* **Excerpt to read**
--- start ---

The legacy "heavyweight Java EE" stereotype belongs to WebSphere full profile and WebLogic. Those are real products with real footprints, but in 2026 they're an active migration target, not a forward choice for new development.

‍

Figure: Modern enterprise Java is a layered stack. Frameworks and runtimes pick their packaging and opinions, but they all sit on the same jakarta.* API surface and the same JVM.

Where the modern Java stacks actually differ

• The honest answer to "Spring Boot vs Jakarta EE" in 2026 is that they differ less than they used to and more than the convergence story implies. The two questions worth separating are: what's actually shared now, and where does the choice still change your life as a platform engineer.
• What's converged (no longer a real differentiator)
• Three things used to be on every Java EE vs Spring comparison and aren't anymore:
• The API surface. Spring Boot 3 and 4 use the same jakarta.* packages Jakarta EE itself defines. A Servlet is a Servlet. A @PersistenceContext is a @PersistenceContext. The annotations and types your business logic touches are the same on both stacks.
• Concurrency model. Virtual threads (Java 21) work identically under any framework. Both Spring Boot and Jakarta EE Concurrency expose virtual-thread executors. The reactive-or-blocking debate that defined the last five years has largely collapsed for typical CRUD services.
• Native compilation. GraalVM native image works for Spring Boot (via Spring AOT), Quarkus, Helidon, Micronaut, and most Jakarta EE runtimes. Cold-start under 100 ms and memory under 100 MB are no longer Quarkus differentiators. They're available on every modern stack with varying degrees of polish.
• If a comparison article tells you the choice between Spring Boot and Jakarta EE comes down to APIs, threading, or native compilation, it's working from a 2020 mental model.
• Where the stacks still diverge
• Four areas actually shape your platform team's day-to-day:
• Packaging and deployment. Spring Boot's fat-JAR plus embedded Tomcat or Netty is the assumed baseline across most of the industry. Quarkus and Helidon SE produce equally simple bootable JARs but lean harder on native images for cold-start-sensitive workloads. Open Liberty, Payara, and WildFly support deployable WAR or EAR archives onto a runtime, which still matters in regulated environments where the runtime is provisioned and audited separately from the application.

--- end ---

* **Collected material**
--- start ---

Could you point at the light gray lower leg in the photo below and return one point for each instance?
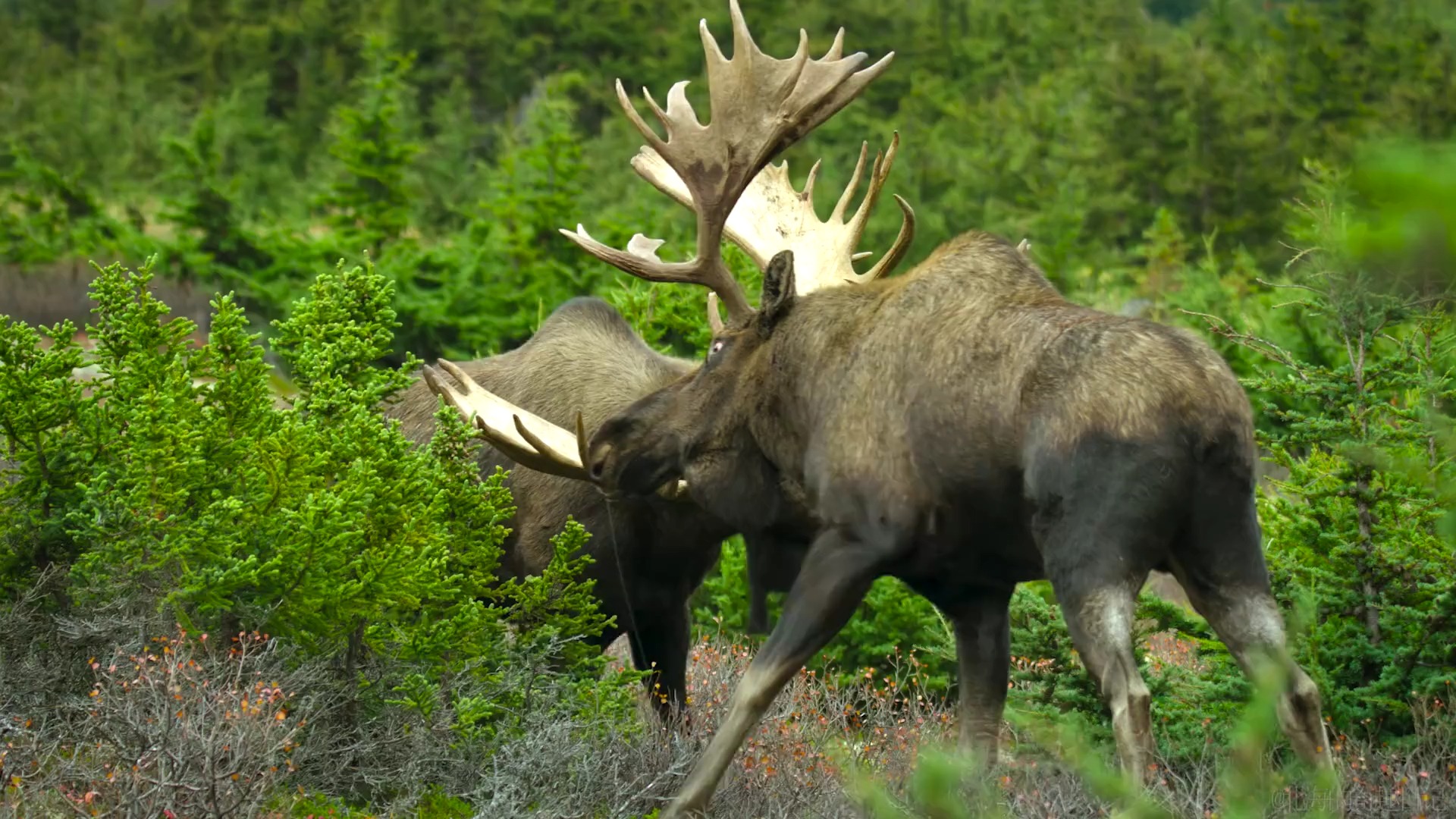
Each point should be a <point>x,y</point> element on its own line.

--- end ---

* **Exercise objective**
In the excerpt on modern Java stacks, which Java release is given for virtual threads?

* **Complete answer**
Java 21.